No excerto fornecido, que acórdão é citado para sustentar que o sistema previdencial dos bancários é mais favorável do que o regime geral da segurança social?

EXCERTO FORNECIDO
+++++

BBB. Acresce que o critério adotado pelo Recorrido(e pelo Acórdão fundamento) não coloca em causa qualquer preceito constitucional. Desde logo, não é colocado em causa o princípio da igualdade uma vez que, como acima já referido, o sistema previdencial dos bancários é até mais favorável do que o regime geral da segurança social - cfr. Ac. do TC n.º 675/2005 – (diga-se, aliás, que este princípio determina que se trate de modo diferente o que é diferente, ou seja, manda tratar de forma diferente e proporcional as situações em que há diferentes valores de rendimentos de trabalho descontados nas contribuições e quotizações).

+++++

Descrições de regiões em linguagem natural
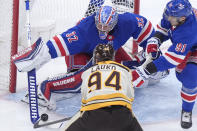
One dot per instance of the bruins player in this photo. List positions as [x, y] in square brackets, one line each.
[107, 96]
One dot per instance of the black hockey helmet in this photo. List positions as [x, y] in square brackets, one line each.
[103, 52]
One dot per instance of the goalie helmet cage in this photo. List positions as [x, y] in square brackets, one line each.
[47, 18]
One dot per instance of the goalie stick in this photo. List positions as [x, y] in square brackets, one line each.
[44, 117]
[37, 125]
[32, 89]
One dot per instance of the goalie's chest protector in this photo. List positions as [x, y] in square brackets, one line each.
[108, 83]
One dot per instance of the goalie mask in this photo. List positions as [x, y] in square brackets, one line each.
[103, 52]
[106, 18]
[177, 9]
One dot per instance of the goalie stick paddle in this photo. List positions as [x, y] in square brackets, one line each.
[37, 125]
[32, 89]
[33, 99]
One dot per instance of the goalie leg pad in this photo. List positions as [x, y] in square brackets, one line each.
[32, 57]
[62, 84]
[75, 62]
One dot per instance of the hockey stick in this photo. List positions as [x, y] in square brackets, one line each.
[44, 117]
[32, 89]
[37, 125]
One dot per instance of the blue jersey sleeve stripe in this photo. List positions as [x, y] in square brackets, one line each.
[162, 64]
[52, 50]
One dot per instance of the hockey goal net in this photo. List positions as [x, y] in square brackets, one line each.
[47, 18]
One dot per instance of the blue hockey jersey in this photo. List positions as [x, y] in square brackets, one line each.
[84, 37]
[183, 38]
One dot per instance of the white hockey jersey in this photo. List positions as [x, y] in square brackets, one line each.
[105, 84]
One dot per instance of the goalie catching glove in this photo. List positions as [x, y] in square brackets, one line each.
[32, 57]
[152, 48]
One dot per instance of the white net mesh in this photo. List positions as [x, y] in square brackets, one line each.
[47, 18]
[5, 41]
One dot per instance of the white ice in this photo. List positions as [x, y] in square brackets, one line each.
[157, 107]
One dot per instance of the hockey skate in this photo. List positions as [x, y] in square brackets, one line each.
[186, 119]
[42, 101]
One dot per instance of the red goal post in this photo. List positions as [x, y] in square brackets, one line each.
[47, 18]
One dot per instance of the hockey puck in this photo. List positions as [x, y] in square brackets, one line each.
[44, 117]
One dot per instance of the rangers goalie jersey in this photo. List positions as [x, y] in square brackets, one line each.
[84, 37]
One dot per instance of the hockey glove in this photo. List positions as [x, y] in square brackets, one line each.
[152, 48]
[32, 57]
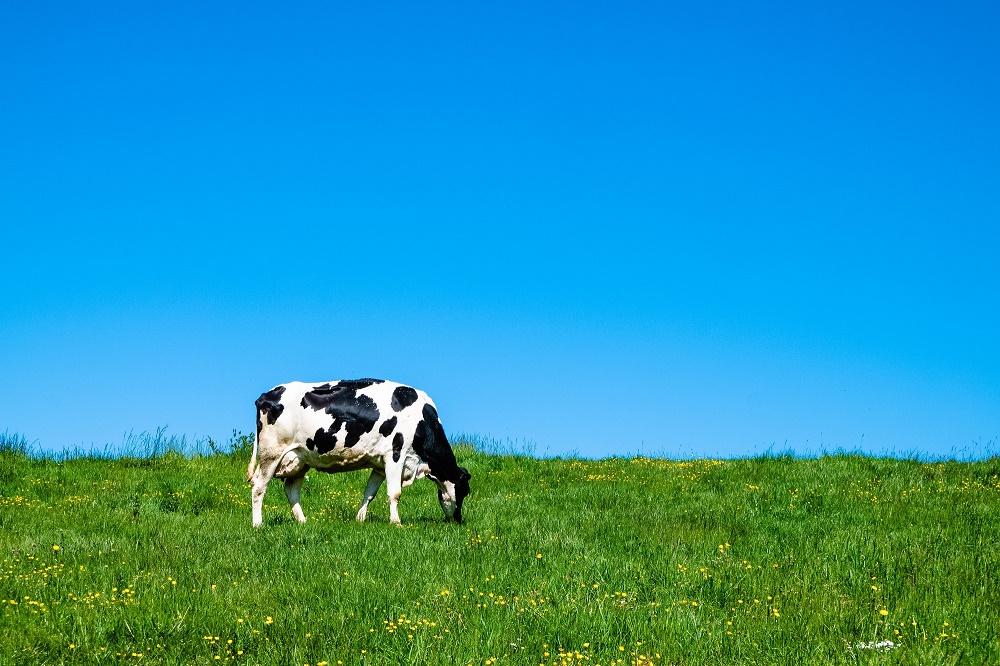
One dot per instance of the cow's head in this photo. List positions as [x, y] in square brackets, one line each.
[451, 494]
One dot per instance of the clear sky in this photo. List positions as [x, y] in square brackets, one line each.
[700, 228]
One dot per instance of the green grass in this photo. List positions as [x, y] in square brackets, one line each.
[759, 561]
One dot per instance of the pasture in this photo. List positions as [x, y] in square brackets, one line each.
[151, 560]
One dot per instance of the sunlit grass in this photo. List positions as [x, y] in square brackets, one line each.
[560, 561]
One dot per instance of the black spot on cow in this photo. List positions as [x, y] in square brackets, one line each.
[386, 428]
[323, 441]
[269, 407]
[397, 446]
[431, 444]
[342, 402]
[403, 397]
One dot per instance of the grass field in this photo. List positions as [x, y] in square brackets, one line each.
[769, 560]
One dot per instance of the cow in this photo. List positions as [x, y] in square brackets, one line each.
[347, 425]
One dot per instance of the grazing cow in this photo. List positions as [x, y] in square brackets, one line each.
[346, 425]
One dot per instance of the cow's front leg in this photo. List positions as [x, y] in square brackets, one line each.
[374, 483]
[293, 486]
[394, 487]
[257, 499]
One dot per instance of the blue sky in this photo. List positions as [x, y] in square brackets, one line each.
[691, 229]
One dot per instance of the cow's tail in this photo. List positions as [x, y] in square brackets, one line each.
[253, 459]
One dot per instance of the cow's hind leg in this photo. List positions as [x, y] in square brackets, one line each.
[259, 481]
[293, 487]
[394, 487]
[374, 483]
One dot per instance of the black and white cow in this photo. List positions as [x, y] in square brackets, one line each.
[356, 424]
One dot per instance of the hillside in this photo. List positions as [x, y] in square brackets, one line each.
[560, 561]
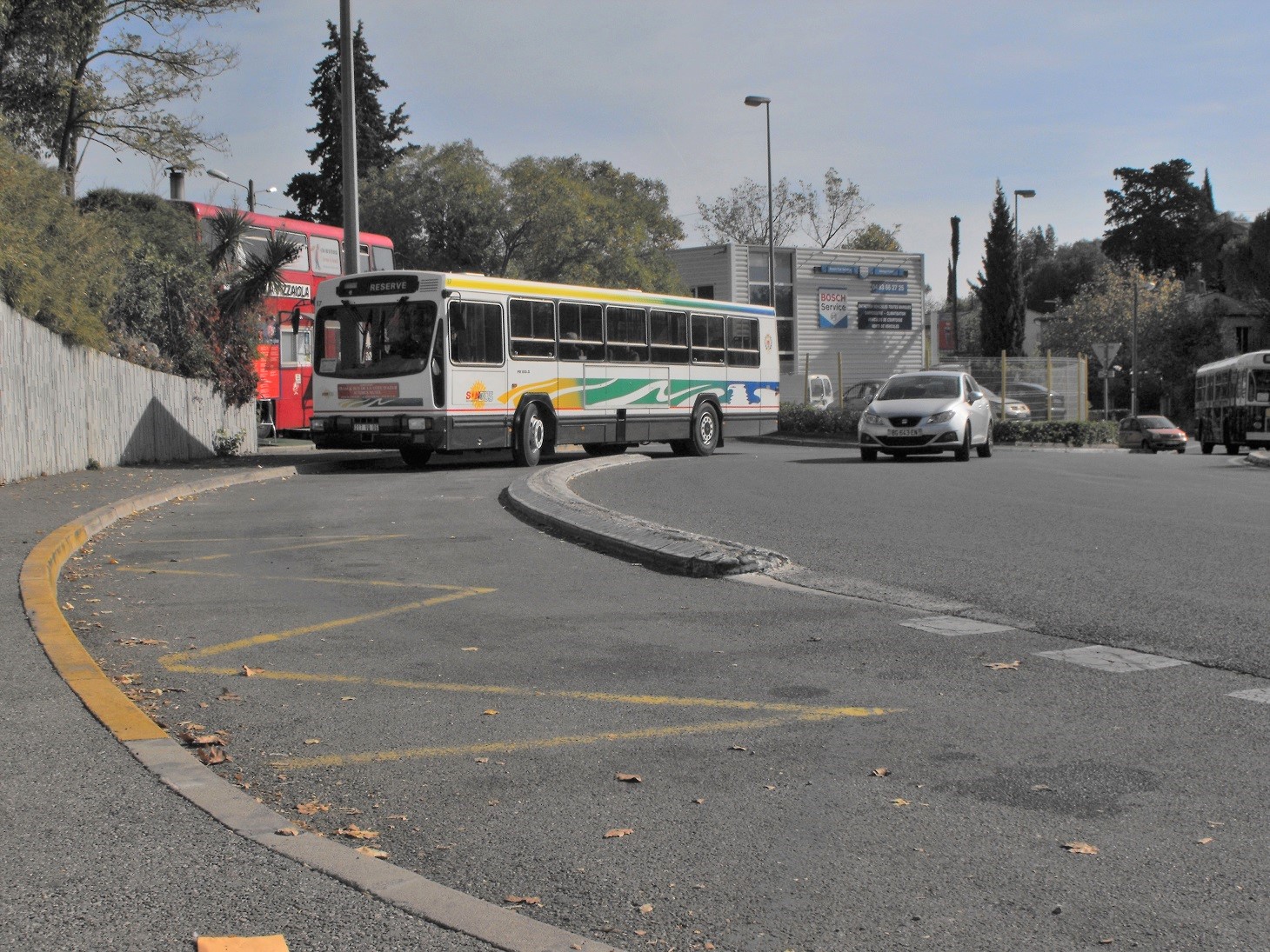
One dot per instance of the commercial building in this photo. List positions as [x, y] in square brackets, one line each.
[863, 311]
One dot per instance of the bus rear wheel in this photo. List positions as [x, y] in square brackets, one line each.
[530, 438]
[416, 457]
[705, 430]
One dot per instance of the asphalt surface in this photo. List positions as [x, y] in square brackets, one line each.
[97, 852]
[101, 855]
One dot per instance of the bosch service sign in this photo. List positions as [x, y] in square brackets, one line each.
[834, 310]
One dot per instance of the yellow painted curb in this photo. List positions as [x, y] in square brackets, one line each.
[242, 943]
[38, 587]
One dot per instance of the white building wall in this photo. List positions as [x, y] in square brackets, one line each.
[869, 350]
[886, 289]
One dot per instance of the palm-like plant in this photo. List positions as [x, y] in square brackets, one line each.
[245, 282]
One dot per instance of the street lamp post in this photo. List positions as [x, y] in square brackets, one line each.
[249, 187]
[771, 235]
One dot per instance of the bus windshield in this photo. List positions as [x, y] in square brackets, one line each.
[376, 341]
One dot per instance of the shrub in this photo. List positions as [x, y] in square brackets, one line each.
[1072, 433]
[803, 418]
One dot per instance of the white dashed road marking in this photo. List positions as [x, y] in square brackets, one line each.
[1114, 660]
[1260, 695]
[954, 625]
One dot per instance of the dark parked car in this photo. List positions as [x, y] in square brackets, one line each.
[1151, 435]
[1034, 395]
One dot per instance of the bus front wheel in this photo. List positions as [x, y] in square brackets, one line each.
[705, 430]
[530, 436]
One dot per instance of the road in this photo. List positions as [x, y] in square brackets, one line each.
[390, 651]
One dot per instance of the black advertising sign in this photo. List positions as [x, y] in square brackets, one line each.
[884, 316]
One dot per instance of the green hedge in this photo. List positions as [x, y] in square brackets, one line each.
[801, 419]
[812, 420]
[1072, 433]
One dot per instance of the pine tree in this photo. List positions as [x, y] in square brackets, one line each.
[320, 196]
[999, 289]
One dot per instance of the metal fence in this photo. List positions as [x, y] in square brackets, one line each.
[64, 408]
[1058, 385]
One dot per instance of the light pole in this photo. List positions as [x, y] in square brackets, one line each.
[771, 235]
[249, 187]
[1133, 345]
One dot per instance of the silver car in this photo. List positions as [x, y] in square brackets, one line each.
[927, 411]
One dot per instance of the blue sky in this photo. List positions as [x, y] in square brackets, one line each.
[922, 103]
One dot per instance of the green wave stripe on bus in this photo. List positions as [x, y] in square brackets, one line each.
[578, 394]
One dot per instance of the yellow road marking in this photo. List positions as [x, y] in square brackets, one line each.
[512, 747]
[270, 637]
[370, 583]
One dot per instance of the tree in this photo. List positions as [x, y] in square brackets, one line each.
[742, 215]
[877, 237]
[999, 289]
[833, 215]
[1173, 336]
[588, 223]
[235, 328]
[1157, 218]
[82, 71]
[442, 207]
[164, 303]
[1055, 279]
[56, 267]
[827, 217]
[320, 196]
[1246, 263]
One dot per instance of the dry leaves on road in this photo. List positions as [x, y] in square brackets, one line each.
[355, 832]
[1081, 849]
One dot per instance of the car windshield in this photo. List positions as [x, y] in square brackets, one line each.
[919, 389]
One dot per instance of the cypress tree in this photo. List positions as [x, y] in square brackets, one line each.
[320, 196]
[999, 290]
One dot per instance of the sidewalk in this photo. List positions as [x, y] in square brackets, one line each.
[98, 855]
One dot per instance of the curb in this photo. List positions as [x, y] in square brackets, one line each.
[187, 776]
[544, 498]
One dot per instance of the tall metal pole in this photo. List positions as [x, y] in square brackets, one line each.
[1133, 353]
[771, 231]
[348, 123]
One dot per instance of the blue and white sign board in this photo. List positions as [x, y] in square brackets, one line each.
[834, 310]
[888, 287]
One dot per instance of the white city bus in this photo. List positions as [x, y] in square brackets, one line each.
[423, 362]
[1232, 403]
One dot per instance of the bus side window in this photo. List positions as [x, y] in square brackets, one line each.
[477, 336]
[707, 341]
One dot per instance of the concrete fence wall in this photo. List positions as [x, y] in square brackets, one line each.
[64, 406]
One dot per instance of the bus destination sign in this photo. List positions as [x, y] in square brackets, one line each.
[366, 284]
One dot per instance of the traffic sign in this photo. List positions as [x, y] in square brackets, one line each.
[1105, 353]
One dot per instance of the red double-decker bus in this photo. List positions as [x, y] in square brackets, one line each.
[284, 350]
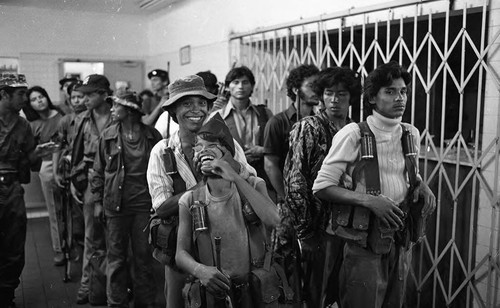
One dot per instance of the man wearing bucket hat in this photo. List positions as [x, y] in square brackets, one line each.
[89, 124]
[121, 196]
[18, 154]
[188, 105]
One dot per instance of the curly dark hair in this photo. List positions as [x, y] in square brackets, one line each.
[297, 77]
[30, 113]
[331, 76]
[380, 77]
[239, 72]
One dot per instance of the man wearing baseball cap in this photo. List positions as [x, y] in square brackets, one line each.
[89, 124]
[159, 82]
[18, 154]
[65, 105]
[188, 105]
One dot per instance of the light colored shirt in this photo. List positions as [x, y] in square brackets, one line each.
[226, 220]
[345, 153]
[164, 122]
[160, 182]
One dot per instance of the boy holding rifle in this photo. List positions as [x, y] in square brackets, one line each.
[228, 214]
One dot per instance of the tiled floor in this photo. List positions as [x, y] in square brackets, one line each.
[42, 283]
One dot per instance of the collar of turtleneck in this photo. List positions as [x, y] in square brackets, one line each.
[385, 124]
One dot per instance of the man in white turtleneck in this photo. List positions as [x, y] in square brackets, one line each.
[380, 279]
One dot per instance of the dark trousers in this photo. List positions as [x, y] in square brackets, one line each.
[373, 280]
[120, 231]
[13, 223]
[95, 240]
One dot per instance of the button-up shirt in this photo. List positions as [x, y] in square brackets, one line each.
[159, 180]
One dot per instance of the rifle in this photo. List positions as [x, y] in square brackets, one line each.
[67, 222]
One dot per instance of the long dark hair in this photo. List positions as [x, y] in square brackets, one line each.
[31, 114]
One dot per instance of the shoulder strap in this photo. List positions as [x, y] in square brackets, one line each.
[203, 243]
[77, 153]
[329, 136]
[171, 168]
[262, 113]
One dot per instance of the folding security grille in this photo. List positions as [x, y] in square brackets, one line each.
[453, 59]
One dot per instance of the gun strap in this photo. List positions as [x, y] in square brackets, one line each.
[169, 161]
[370, 167]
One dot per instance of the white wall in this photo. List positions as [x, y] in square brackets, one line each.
[206, 26]
[41, 37]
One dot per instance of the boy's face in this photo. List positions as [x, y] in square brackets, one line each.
[390, 101]
[205, 152]
[337, 99]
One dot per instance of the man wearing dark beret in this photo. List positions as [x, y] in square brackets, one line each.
[159, 81]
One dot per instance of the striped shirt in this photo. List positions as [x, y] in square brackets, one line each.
[160, 182]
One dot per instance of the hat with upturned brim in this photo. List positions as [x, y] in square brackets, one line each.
[93, 83]
[192, 85]
[13, 80]
[68, 78]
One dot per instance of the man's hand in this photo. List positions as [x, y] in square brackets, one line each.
[254, 153]
[46, 148]
[310, 247]
[215, 281]
[423, 191]
[230, 159]
[387, 210]
[99, 212]
[221, 168]
[219, 103]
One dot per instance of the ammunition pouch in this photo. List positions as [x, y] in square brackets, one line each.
[192, 294]
[80, 176]
[353, 223]
[163, 238]
[380, 237]
[357, 225]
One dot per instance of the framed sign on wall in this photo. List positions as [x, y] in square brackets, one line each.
[185, 55]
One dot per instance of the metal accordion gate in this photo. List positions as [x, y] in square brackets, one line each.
[453, 56]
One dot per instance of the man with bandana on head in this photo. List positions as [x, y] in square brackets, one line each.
[246, 120]
[18, 154]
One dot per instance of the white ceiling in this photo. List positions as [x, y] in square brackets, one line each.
[131, 7]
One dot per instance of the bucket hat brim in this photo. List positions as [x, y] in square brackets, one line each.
[178, 96]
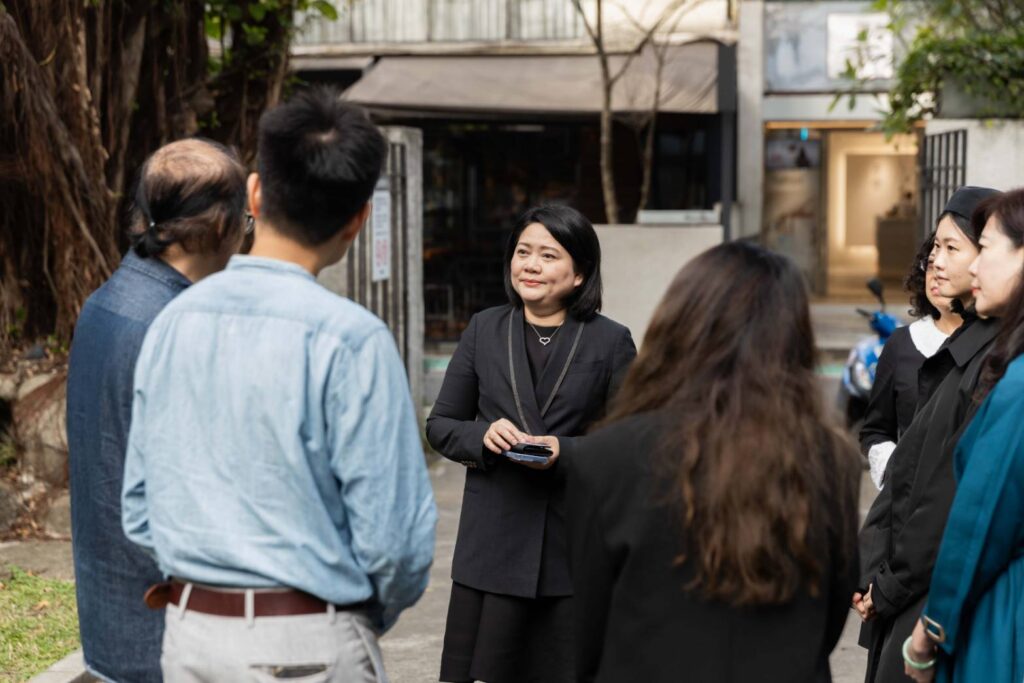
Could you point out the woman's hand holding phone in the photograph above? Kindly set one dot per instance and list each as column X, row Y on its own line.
column 502, row 435
column 551, row 442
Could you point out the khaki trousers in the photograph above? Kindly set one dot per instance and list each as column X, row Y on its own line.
column 328, row 647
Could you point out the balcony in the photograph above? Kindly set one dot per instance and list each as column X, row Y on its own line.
column 381, row 23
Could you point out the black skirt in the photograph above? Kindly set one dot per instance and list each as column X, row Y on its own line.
column 505, row 639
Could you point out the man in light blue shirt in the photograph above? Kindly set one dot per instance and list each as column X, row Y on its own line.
column 274, row 467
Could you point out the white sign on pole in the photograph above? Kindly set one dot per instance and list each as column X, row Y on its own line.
column 381, row 231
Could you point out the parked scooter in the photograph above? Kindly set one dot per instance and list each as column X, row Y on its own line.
column 858, row 375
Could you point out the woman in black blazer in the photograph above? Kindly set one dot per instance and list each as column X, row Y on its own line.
column 895, row 394
column 713, row 519
column 542, row 367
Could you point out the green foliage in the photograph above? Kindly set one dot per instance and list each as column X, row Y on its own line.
column 251, row 16
column 989, row 68
column 975, row 46
column 39, row 624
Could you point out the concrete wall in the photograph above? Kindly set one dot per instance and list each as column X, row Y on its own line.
column 994, row 150
column 638, row 262
column 750, row 130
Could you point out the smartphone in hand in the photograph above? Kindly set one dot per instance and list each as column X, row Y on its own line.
column 529, row 453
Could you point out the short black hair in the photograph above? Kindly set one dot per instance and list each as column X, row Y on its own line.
column 320, row 159
column 916, row 278
column 190, row 193
column 571, row 229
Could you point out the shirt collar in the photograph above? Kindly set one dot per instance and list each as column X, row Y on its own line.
column 156, row 268
column 244, row 262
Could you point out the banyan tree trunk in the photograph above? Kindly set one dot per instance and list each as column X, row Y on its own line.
column 87, row 91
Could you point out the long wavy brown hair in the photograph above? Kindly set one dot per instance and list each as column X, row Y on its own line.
column 762, row 478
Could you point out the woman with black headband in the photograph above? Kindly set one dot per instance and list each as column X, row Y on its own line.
column 900, row 537
column 894, row 395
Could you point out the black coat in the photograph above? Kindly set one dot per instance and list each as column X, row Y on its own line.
column 512, row 531
column 894, row 394
column 635, row 622
column 901, row 535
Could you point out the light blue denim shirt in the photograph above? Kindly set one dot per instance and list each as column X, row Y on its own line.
column 273, row 442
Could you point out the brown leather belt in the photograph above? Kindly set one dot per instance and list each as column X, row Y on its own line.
column 285, row 602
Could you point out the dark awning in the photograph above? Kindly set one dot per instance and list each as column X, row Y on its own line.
column 547, row 84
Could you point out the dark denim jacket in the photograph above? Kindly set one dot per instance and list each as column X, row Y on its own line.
column 121, row 636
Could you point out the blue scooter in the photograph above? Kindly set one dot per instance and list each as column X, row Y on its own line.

+++++

RESPOSTA À TAREFA
O Ac. do TC n.º 675/2005.